▶ DATA FOR THIS TASK:
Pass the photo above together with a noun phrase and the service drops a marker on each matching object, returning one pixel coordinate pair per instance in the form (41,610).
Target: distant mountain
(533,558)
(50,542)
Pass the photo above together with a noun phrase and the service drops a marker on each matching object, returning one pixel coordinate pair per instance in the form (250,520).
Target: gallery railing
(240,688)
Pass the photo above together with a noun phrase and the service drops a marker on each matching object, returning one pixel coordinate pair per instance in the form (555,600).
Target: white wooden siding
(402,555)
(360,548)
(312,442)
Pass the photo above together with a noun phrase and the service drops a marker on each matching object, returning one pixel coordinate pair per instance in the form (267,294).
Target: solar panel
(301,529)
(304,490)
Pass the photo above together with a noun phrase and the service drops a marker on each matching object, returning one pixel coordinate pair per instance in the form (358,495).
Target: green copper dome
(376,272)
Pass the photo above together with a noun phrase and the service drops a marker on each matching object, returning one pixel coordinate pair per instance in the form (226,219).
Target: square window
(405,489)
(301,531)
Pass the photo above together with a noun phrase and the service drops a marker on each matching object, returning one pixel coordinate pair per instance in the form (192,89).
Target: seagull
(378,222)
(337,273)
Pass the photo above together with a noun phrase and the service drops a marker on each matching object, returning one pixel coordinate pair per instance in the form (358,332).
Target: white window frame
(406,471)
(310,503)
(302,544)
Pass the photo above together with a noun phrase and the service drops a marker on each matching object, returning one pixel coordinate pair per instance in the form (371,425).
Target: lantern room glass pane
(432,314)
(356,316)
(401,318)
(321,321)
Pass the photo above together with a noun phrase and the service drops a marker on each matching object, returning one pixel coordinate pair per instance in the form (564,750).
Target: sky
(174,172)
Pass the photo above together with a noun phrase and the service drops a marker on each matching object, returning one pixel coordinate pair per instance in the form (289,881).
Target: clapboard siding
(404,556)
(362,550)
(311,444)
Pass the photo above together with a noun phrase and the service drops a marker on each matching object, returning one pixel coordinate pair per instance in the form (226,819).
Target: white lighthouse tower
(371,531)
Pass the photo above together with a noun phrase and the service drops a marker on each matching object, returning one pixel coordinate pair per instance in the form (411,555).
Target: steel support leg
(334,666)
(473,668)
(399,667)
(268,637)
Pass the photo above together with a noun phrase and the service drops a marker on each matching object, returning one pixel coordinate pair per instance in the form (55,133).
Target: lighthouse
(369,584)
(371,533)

...

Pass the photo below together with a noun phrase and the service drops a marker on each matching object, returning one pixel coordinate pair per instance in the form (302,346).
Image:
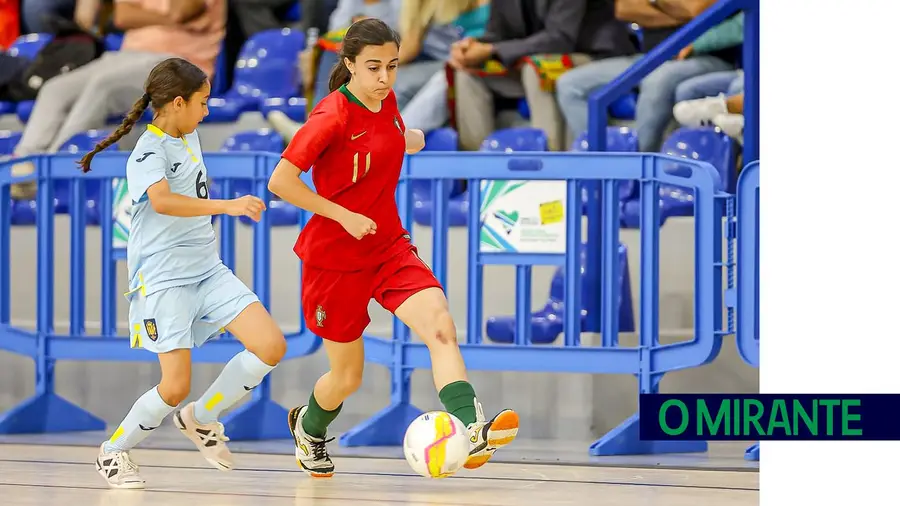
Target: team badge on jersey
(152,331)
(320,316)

▶ WHAT IS BEING ASKED:
In the listing above, find the line containing "Target: solar panel" and the line containing "the form (371,425).", then repeat those two lines and everything between them exactly.

▶ EXERCISE RESULT:
Target: solar panel
(301,529)
(304,490)
Pass the photo above together with a noun phrase and the service drops a marker on each matching object, returning one pixel coordinate pair per instance in the form (358,495).
Target: green copper dome
(376,272)
Pass the photo above together with a noun phrase and the service drops a marker on each matching object, returning one pixel coordinate pair per instance in the form (226,219).
Target: square window
(405,489)
(301,531)
Pass the photo above together with a noun phrase and the service drops a marker on each matching object, returning one pixel coordinate pair per instance in the form (192,89).
Target: seagull
(378,222)
(337,273)
Pass the photo above together with a noun phrase and the service drops a marker on each matching object, returning one pixel coordinate pair per instance in the form (358,332).
Target: white window frame
(406,471)
(310,503)
(302,544)
Pass the photo above together with a noun phrase and the service drops a marker on each matching object, returning one pixel coordinate pair per instance in the form (371,425).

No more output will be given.